#### Working data
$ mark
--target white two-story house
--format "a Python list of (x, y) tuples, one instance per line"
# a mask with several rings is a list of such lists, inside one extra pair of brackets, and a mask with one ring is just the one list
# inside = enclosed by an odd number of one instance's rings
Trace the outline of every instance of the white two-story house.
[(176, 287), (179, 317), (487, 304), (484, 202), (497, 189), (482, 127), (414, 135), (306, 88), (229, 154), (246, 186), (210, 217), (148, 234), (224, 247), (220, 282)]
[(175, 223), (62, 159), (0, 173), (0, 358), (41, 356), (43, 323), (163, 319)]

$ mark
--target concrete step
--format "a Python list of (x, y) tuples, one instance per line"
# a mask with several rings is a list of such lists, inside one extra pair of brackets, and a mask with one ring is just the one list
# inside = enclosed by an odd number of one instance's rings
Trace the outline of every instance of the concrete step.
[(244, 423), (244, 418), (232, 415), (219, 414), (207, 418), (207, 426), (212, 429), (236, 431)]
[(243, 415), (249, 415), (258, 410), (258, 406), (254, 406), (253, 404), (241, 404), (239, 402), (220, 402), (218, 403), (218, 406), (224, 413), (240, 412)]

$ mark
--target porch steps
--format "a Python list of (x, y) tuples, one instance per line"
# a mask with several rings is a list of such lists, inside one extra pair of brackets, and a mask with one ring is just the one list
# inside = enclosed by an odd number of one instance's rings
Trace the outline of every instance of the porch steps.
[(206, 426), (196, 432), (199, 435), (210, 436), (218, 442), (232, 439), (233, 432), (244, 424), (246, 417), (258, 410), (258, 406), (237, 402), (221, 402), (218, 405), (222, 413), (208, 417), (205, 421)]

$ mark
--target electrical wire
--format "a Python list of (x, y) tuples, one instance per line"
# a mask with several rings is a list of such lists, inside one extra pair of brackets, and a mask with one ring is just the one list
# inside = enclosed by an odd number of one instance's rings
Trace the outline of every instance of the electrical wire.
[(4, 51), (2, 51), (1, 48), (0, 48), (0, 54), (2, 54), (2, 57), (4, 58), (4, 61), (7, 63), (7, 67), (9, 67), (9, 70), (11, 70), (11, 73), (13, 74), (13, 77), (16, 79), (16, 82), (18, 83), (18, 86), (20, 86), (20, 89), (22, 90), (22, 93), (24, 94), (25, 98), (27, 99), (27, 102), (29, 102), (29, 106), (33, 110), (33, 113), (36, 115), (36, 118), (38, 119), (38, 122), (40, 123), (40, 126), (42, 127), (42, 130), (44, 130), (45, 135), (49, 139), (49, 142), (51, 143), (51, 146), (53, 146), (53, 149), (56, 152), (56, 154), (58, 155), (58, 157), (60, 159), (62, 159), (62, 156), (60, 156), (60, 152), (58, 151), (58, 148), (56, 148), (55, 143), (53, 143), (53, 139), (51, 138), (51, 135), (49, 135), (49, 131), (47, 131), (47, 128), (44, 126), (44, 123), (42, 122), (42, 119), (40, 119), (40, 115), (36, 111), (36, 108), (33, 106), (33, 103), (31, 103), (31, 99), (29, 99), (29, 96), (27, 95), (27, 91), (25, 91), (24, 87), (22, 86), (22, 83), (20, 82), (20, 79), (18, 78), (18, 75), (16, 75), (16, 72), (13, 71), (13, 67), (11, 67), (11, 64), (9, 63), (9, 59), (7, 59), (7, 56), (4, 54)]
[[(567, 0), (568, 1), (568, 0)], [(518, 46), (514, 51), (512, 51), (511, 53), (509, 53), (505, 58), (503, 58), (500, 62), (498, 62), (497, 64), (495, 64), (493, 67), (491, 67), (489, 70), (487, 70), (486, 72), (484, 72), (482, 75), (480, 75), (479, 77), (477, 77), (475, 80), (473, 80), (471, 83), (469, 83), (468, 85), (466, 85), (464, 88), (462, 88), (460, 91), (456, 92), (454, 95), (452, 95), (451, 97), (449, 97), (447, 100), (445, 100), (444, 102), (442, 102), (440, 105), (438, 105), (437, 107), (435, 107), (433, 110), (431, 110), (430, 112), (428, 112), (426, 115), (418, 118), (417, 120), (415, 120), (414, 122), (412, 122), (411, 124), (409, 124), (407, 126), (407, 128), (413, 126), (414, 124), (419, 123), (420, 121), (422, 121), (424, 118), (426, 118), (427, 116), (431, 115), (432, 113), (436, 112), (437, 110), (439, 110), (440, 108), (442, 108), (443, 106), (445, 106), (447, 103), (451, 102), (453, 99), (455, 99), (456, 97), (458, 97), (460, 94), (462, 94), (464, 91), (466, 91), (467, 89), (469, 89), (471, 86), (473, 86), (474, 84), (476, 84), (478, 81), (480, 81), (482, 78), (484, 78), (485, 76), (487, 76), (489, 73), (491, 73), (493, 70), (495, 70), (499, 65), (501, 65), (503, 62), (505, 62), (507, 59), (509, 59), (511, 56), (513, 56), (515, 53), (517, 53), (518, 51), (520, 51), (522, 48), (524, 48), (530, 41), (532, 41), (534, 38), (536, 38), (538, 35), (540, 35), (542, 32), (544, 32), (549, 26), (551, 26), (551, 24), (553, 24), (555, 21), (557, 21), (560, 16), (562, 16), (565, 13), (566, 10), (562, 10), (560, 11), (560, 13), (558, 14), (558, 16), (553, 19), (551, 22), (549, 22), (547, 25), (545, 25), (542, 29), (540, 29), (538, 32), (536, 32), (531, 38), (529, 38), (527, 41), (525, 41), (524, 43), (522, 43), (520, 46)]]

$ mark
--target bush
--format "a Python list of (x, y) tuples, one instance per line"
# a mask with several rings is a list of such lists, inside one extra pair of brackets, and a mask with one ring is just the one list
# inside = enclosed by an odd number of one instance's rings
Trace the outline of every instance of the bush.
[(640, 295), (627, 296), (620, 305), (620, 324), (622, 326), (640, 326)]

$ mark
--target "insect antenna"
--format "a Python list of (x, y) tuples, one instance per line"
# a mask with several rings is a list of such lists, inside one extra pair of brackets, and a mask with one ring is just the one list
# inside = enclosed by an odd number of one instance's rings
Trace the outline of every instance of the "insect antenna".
########
#### [Given task]
Reproduce the lines from the very first one down to and including the line that contains "323), (163, 319)]".

#### [Task solution]
$ mark
--target white two-story house
--format "a Python list of (x, y) tuples, one instance per line"
# a mask with several rings is a list of such lists, inside one extra pair of brackets, and a mask with one ring is just the one list
# inside = enclosed by an odd number of one instance's rings
Trace the outline of every instance of the white two-story house.
[(176, 287), (179, 317), (487, 304), (484, 202), (497, 189), (482, 127), (414, 135), (306, 88), (229, 154), (246, 186), (210, 217), (148, 234), (224, 247), (220, 282)]
[(175, 223), (62, 159), (0, 173), (0, 358), (41, 356), (43, 323), (163, 319)]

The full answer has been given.